Goal of the exercise:
Exactly reproduce the line that contains "Tag the sepia" and all lines after it in the entries below, through the very last line.

[A run of records]
──────────

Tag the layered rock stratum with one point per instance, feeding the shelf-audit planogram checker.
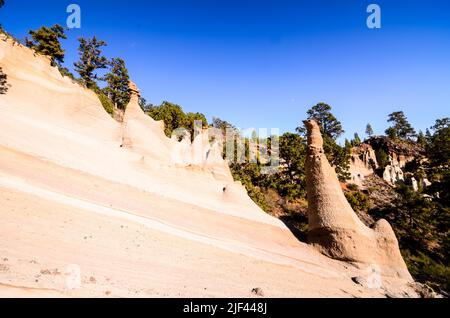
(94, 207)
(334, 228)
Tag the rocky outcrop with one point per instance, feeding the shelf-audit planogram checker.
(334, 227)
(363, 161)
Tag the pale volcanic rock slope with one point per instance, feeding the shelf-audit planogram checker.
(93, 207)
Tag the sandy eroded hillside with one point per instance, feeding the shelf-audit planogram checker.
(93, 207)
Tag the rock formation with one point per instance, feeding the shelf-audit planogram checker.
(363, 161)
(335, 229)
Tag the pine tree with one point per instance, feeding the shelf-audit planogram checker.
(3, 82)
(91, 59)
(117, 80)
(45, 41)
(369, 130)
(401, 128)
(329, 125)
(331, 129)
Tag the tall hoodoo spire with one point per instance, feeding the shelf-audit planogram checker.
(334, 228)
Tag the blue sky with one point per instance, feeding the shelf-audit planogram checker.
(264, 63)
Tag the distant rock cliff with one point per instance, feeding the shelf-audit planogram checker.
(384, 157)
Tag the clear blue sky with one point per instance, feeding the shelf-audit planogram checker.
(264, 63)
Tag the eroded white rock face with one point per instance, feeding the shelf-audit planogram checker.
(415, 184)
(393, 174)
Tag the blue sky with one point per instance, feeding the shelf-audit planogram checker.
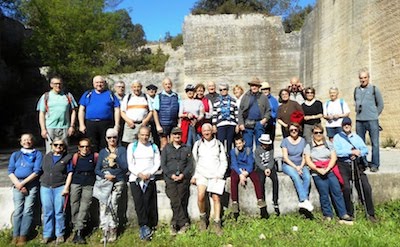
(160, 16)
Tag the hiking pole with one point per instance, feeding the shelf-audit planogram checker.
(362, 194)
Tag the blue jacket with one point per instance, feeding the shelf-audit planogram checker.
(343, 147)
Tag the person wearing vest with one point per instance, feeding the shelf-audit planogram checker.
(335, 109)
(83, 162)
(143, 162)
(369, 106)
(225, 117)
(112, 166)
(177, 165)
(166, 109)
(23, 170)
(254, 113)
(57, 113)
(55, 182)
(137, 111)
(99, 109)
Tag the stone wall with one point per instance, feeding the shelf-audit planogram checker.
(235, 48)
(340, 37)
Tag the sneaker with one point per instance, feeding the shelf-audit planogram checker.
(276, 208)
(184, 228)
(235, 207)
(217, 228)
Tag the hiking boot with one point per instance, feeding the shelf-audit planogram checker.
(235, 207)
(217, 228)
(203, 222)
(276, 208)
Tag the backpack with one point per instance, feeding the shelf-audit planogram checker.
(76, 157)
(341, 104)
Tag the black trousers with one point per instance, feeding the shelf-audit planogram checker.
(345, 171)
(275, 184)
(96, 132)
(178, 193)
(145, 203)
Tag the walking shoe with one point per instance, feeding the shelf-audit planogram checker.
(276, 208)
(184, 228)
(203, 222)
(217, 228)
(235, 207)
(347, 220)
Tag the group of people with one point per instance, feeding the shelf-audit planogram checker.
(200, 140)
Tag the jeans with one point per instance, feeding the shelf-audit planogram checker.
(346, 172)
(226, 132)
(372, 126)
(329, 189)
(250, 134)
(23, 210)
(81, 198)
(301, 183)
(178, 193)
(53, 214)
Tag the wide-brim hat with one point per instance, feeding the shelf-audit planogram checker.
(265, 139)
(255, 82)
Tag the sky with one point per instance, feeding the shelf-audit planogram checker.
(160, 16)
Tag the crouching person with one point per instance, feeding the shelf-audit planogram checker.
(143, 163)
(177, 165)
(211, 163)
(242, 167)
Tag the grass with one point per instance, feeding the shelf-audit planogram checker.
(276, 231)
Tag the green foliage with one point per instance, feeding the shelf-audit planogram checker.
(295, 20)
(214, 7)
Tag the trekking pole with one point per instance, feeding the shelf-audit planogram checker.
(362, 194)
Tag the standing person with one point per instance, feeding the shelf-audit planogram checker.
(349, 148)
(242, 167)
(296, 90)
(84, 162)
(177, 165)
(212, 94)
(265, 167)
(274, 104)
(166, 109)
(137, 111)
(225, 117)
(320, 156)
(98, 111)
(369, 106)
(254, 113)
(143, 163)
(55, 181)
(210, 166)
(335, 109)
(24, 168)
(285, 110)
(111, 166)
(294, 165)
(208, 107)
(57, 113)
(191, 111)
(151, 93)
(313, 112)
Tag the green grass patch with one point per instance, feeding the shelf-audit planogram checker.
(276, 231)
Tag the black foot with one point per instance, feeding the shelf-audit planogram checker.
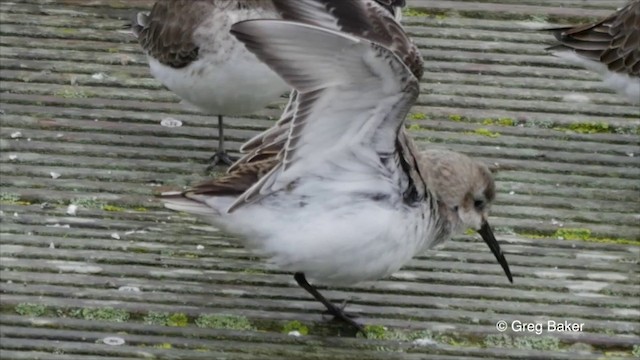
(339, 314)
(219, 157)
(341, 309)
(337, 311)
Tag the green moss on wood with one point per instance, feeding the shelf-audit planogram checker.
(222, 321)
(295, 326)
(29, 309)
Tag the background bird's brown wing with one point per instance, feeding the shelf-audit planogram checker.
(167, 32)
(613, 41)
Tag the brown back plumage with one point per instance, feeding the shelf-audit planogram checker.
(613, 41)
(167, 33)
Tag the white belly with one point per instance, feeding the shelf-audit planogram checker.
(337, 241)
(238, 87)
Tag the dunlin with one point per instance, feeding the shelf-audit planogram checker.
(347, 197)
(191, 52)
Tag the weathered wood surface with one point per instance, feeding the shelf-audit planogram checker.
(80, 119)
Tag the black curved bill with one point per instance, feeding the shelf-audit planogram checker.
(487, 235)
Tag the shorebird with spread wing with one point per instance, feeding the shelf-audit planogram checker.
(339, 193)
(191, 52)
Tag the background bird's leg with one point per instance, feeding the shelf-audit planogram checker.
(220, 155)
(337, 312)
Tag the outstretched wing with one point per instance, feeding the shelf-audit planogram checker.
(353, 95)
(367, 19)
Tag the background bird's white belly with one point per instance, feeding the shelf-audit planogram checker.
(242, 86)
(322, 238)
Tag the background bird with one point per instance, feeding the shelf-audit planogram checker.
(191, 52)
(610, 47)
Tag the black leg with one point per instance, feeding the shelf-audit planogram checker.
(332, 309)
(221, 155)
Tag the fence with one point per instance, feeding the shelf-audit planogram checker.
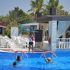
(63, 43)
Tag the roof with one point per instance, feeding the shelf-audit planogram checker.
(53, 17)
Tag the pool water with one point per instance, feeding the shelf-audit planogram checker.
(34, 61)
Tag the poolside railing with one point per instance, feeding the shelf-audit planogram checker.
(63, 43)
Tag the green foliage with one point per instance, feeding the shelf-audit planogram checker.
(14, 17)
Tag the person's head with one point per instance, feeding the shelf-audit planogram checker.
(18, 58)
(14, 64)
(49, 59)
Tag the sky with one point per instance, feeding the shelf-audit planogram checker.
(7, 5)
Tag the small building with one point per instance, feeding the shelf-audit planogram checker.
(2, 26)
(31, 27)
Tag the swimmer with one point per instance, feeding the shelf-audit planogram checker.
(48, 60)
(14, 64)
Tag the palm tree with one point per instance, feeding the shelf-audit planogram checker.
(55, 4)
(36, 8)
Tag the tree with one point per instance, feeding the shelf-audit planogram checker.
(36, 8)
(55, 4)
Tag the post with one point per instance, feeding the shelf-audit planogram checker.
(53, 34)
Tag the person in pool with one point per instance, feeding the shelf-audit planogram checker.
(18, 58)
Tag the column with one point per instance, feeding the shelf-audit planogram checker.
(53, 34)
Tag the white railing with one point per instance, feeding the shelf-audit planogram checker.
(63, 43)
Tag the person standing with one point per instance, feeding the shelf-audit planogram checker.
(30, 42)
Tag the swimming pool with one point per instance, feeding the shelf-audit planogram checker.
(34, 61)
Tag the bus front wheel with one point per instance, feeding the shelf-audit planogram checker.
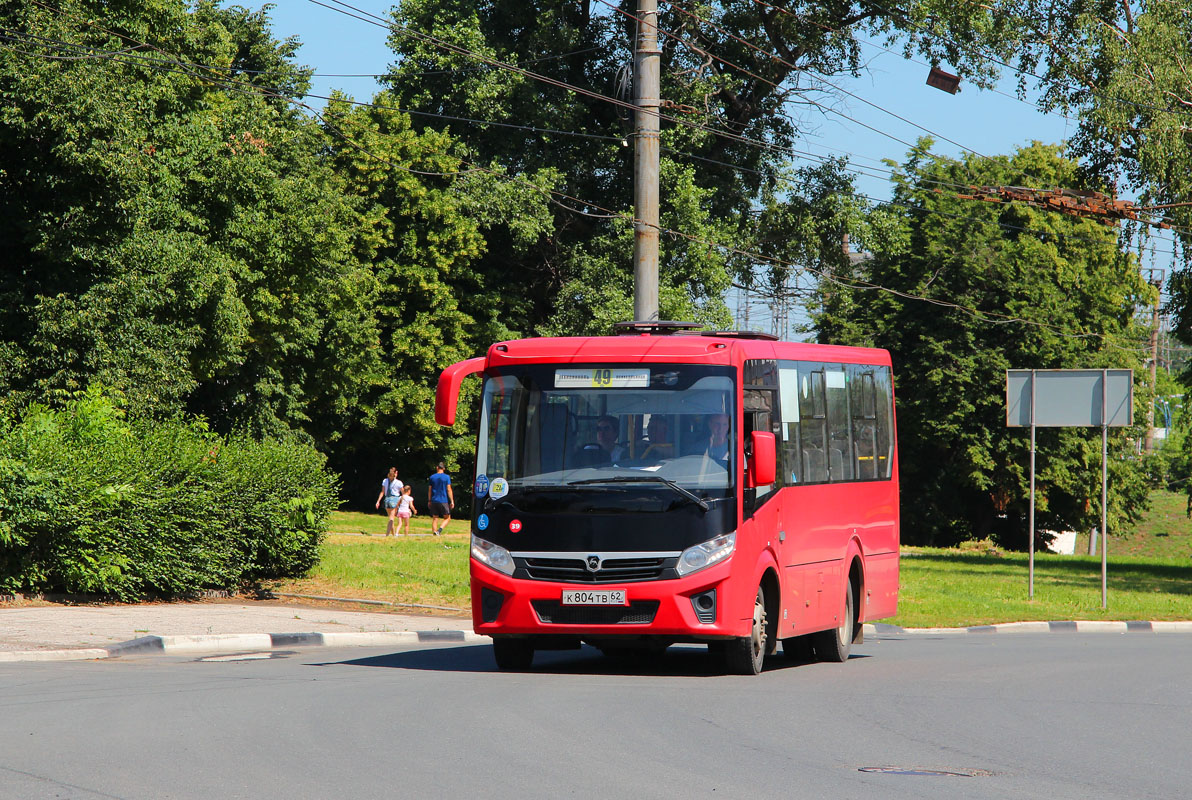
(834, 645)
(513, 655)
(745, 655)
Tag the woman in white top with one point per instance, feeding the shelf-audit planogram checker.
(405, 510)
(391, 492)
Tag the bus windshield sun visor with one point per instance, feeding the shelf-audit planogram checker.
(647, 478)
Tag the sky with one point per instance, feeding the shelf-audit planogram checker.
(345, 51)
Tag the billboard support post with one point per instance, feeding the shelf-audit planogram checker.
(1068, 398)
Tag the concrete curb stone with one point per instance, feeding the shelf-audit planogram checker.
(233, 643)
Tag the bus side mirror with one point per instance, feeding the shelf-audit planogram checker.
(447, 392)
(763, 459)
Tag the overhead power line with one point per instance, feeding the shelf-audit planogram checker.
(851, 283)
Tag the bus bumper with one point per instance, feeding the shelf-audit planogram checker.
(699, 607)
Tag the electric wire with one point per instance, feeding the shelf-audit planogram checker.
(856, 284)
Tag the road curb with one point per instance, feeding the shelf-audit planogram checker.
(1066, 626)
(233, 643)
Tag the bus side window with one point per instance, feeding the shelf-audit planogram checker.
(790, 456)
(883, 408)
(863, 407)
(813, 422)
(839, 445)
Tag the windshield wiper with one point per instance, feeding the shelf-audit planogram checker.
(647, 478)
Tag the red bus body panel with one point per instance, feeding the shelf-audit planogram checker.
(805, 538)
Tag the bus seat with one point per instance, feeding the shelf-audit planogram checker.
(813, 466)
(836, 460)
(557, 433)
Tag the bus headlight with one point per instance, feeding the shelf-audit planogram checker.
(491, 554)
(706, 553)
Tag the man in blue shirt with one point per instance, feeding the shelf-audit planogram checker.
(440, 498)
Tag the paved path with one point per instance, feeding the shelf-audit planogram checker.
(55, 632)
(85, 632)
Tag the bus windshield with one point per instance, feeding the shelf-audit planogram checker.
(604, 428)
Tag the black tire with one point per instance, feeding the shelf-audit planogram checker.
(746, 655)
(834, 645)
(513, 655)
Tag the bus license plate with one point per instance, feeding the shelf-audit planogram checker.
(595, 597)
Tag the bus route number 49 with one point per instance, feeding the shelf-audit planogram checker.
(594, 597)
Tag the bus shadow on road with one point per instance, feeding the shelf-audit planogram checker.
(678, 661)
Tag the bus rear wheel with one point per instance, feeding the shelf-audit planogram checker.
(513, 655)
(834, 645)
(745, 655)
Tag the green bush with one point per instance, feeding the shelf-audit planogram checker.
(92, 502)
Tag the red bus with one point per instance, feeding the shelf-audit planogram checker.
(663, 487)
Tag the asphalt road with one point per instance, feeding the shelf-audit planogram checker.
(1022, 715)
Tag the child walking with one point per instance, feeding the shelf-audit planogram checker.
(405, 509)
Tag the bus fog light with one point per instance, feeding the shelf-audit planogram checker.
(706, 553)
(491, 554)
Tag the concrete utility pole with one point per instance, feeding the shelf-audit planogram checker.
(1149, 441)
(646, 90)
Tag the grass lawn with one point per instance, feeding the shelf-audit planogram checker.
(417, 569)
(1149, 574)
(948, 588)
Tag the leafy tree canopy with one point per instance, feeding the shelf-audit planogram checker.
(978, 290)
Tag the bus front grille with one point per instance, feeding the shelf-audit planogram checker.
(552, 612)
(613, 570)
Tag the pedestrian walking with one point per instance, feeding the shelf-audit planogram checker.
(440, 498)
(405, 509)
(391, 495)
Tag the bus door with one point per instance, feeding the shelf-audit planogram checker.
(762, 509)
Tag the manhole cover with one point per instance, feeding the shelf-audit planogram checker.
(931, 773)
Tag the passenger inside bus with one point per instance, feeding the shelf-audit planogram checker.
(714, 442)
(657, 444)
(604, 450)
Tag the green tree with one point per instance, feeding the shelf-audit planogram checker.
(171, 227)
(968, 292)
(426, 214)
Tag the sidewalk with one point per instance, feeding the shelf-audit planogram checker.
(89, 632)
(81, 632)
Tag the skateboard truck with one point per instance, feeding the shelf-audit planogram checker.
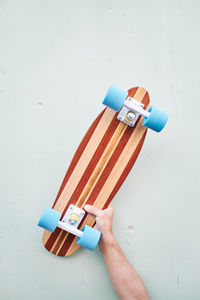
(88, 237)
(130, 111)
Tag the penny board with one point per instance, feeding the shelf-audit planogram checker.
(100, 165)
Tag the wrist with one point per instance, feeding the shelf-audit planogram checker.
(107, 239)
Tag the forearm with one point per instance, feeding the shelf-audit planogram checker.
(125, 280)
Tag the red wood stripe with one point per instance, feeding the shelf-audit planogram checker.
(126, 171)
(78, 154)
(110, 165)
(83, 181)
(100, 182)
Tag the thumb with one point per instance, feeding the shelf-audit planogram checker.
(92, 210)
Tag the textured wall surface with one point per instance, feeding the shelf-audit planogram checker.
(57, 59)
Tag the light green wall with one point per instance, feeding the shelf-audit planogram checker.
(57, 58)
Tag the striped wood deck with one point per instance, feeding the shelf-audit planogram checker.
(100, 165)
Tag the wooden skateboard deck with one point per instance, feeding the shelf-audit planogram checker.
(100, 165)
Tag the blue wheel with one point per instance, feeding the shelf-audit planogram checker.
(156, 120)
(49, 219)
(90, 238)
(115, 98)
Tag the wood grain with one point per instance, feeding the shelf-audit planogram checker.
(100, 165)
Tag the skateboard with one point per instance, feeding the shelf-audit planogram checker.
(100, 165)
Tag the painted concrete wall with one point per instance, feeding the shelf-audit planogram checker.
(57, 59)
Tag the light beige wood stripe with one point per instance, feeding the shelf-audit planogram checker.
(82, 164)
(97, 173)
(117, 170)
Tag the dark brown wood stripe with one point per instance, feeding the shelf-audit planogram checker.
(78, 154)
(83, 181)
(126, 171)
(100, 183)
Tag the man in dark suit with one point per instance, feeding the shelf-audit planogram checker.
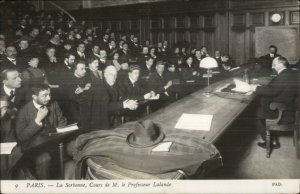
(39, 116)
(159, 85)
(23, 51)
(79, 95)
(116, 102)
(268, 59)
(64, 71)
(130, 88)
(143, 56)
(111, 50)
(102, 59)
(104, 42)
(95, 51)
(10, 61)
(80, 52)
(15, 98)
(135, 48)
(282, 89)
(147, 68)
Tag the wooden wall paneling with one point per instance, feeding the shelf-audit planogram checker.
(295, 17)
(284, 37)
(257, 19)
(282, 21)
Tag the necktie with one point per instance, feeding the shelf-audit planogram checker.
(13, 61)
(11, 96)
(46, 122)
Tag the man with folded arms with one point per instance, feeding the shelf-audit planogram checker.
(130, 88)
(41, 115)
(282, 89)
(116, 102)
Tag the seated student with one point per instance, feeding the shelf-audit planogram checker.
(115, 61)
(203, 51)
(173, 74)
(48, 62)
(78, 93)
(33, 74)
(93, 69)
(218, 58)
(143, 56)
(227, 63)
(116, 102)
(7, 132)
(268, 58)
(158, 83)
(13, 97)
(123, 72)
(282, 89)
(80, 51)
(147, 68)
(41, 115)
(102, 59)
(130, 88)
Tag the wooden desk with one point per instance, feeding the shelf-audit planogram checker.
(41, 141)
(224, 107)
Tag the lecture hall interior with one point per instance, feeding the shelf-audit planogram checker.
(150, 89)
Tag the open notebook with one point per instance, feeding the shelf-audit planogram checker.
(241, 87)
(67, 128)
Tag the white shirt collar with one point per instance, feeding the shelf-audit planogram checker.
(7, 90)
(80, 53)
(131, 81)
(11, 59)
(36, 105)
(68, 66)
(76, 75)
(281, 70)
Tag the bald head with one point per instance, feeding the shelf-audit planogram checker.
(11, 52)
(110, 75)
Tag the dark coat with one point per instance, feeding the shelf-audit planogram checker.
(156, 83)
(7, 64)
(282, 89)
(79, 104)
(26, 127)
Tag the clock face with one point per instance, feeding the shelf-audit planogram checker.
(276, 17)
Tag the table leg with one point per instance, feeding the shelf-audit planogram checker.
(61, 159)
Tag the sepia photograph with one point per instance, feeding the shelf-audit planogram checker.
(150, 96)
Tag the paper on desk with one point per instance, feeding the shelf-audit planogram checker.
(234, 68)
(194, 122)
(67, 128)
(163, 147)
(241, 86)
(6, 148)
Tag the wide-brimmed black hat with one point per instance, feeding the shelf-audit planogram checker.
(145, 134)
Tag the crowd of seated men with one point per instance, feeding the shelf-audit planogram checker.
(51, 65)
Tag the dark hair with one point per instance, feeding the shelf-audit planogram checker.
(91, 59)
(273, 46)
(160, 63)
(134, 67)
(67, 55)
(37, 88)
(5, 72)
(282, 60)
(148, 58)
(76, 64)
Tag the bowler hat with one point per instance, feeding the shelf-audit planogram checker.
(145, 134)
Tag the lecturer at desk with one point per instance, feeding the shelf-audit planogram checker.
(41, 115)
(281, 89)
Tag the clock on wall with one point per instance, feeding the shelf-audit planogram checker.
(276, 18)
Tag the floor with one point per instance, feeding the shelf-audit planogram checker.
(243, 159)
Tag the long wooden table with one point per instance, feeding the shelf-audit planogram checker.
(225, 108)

──────────

Worked answer:
Tag the sepia photograph with one point per instance, feeding the shelf-audit planogram checker.
(150, 96)
Tag the paper on desk with one point per instance, feeding the shelf-audit planogram checker.
(234, 68)
(194, 122)
(67, 128)
(163, 147)
(241, 86)
(6, 148)
Tag the wide-brimmed black hat with one point per instance, feeding the shelf-audit planogram checker.
(145, 134)
Tag the crowd of seated men with one point per instance, feeding the shelf-audit planogram checker.
(51, 65)
Tag the dark hair with one point per instance, feeding the shelf-audit planogram checker.
(91, 59)
(273, 46)
(160, 63)
(134, 67)
(67, 55)
(37, 88)
(5, 72)
(282, 60)
(148, 58)
(76, 64)
Tag the bowler hat with one point per instance, feeding the shelf-audit planogram checker.
(145, 134)
Tag the lecturer at desk with one point per instance, feeding the shelf-audit planogram checker.
(41, 115)
(281, 89)
Tag the clock on wall with one point per instance, feeding the shelf-audit planogram checker.
(276, 18)
Tag the floor with one point per instance, feeding the shelf-audit planogram checker.
(243, 159)
Tag the long wooden table with one point per instance, feeding the shelf-audit planogram checker.
(225, 108)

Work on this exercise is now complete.